BEGIN
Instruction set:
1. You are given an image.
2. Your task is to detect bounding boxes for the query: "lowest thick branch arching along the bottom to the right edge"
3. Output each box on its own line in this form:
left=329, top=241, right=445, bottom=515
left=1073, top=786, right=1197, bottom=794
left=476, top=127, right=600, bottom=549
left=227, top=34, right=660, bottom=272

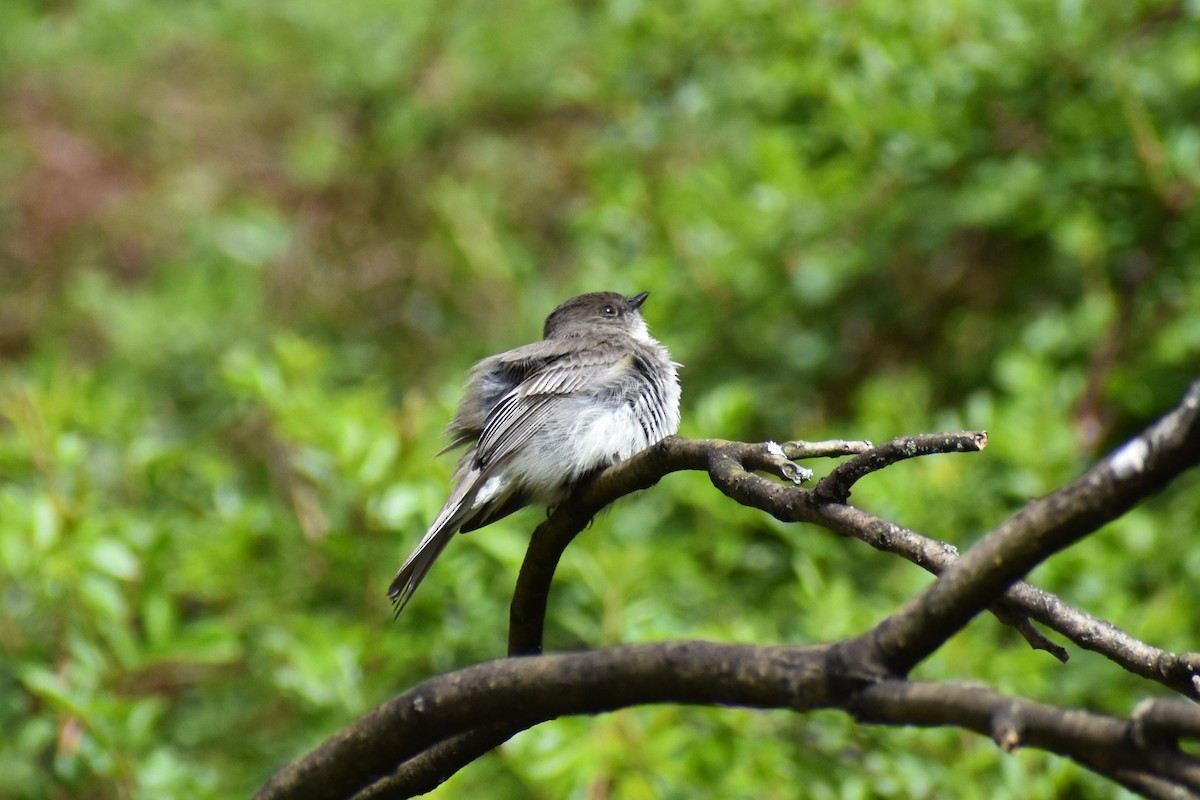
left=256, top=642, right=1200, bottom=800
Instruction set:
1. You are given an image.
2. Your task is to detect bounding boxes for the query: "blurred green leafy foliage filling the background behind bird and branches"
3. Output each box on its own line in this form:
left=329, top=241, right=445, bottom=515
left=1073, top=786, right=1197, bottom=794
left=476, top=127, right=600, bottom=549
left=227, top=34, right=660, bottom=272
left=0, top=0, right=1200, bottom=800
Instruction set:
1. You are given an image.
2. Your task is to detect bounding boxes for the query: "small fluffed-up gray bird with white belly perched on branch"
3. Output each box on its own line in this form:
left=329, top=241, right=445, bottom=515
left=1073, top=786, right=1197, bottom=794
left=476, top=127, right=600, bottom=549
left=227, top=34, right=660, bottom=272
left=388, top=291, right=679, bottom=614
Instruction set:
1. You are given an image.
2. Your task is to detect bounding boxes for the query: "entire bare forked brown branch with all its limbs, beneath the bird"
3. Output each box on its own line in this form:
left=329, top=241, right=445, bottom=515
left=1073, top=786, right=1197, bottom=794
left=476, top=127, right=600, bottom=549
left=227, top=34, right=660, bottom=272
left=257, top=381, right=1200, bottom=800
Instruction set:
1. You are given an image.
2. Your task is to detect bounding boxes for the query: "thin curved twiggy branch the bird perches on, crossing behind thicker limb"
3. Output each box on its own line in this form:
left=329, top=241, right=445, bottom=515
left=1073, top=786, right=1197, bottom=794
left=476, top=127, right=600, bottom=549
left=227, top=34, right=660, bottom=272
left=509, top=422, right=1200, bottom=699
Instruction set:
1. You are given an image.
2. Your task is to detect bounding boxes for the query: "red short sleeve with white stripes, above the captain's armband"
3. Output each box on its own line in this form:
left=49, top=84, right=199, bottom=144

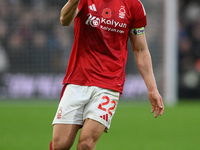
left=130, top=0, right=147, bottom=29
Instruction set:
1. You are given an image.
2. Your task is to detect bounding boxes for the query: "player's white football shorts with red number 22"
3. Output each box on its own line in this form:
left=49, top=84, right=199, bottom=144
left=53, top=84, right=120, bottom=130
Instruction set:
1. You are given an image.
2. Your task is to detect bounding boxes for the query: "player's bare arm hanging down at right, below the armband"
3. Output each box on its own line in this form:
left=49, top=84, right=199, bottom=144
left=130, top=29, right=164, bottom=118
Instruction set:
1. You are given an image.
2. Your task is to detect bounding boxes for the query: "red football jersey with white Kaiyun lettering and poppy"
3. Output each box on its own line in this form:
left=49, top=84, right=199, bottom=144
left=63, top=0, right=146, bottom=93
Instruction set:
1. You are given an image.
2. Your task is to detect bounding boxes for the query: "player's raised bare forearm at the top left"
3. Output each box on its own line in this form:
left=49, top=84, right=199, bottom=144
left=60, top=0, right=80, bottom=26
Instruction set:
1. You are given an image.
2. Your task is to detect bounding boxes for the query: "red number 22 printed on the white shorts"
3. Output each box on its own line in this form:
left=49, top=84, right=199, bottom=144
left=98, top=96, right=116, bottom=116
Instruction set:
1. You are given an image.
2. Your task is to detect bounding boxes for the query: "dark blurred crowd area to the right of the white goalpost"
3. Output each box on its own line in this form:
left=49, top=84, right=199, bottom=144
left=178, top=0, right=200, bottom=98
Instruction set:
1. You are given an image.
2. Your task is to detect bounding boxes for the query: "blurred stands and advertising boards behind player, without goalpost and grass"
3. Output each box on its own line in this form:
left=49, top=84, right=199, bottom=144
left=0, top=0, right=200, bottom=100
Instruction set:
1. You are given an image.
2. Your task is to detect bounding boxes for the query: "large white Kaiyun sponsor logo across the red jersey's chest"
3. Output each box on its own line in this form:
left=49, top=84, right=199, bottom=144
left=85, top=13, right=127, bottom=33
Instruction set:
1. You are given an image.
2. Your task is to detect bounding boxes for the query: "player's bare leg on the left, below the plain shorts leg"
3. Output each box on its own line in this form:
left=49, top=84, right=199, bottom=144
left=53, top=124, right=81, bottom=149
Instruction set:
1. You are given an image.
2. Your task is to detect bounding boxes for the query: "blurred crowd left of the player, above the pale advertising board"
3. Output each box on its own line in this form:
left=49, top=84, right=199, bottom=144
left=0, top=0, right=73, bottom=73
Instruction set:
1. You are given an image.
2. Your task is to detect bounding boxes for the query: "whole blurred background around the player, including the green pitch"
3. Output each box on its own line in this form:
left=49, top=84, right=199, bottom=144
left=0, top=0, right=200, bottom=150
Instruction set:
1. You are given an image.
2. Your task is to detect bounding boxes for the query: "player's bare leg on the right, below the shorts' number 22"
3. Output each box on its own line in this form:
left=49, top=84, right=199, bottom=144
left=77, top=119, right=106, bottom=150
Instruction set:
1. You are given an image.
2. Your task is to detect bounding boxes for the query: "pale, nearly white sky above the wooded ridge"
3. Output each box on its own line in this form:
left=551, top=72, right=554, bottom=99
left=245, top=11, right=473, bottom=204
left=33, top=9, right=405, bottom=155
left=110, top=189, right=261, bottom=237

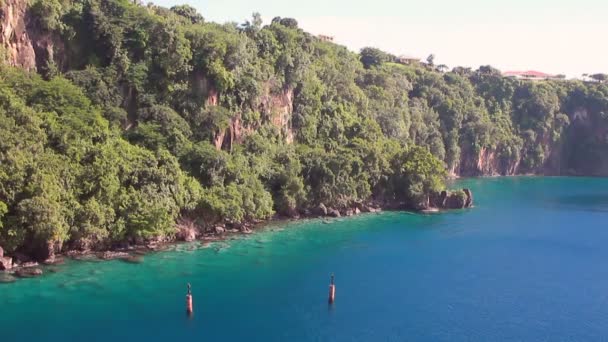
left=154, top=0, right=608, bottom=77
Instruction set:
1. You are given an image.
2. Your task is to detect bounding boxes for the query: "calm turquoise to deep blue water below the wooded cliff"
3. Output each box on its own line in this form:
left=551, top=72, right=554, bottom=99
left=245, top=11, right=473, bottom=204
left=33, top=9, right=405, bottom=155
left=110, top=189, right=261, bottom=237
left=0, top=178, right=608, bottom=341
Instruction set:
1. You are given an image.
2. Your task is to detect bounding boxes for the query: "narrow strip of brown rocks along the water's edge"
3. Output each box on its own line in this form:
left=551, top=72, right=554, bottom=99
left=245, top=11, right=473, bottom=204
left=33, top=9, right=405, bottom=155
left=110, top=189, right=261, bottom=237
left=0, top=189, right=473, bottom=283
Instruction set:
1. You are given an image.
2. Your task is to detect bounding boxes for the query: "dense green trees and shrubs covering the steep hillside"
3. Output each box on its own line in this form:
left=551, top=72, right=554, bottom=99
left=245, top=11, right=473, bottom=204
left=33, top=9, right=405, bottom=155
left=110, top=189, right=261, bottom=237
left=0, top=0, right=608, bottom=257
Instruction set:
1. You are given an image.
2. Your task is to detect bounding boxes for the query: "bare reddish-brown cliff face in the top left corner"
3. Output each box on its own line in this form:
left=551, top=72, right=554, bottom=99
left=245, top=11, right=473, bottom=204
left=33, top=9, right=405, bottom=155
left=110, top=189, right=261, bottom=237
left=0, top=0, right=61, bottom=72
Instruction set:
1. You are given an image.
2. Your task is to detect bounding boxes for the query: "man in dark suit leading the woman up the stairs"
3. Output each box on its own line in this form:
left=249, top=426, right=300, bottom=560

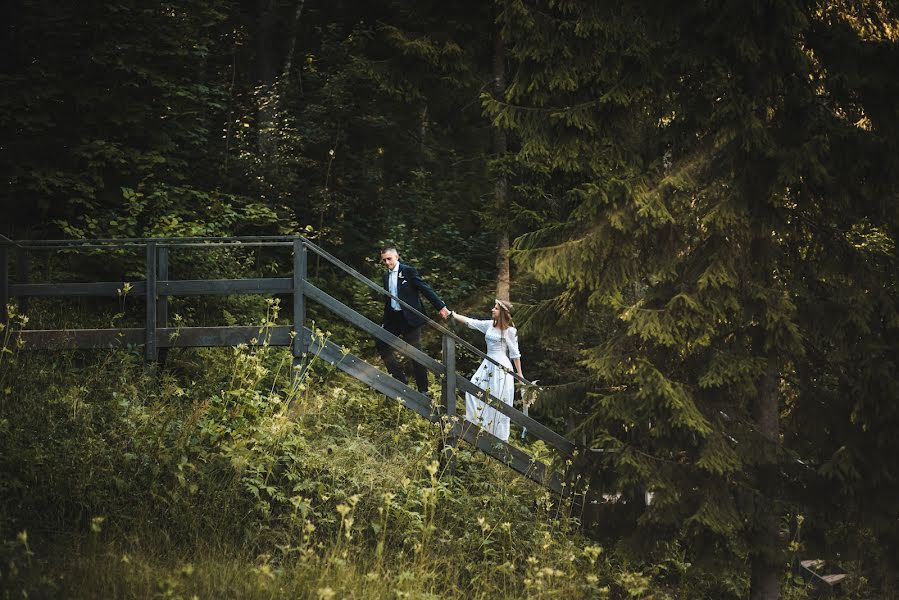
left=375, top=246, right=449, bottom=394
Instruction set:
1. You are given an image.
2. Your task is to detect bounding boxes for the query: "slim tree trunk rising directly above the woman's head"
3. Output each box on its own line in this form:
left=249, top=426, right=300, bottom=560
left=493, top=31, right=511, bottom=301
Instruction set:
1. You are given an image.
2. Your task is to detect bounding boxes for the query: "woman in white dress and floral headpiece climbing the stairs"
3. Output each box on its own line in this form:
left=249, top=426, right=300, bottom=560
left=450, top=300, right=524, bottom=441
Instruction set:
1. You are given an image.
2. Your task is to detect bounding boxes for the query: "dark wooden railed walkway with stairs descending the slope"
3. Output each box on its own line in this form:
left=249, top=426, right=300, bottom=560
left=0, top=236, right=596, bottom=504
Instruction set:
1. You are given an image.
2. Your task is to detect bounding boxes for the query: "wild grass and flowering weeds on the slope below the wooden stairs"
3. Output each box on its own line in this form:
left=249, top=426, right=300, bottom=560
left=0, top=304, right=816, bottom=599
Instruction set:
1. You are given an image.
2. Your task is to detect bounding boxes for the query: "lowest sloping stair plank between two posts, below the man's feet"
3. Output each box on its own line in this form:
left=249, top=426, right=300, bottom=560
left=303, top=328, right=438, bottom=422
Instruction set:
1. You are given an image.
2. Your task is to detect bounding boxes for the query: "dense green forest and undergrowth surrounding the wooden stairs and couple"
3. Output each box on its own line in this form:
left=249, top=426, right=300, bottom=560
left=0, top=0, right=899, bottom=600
END
§ Problem details
Each line of the material that contains the string "goalpost" has to be copied out.

§ Solution for this exercise
2. Your task is to detect bounding boxes for the query: "dark blurred crowd area to the right of the white goalpost"
2. Your task is to detect bounding boxes for the query: "blurred stands and advertising boards behind player, without goalpost and grass"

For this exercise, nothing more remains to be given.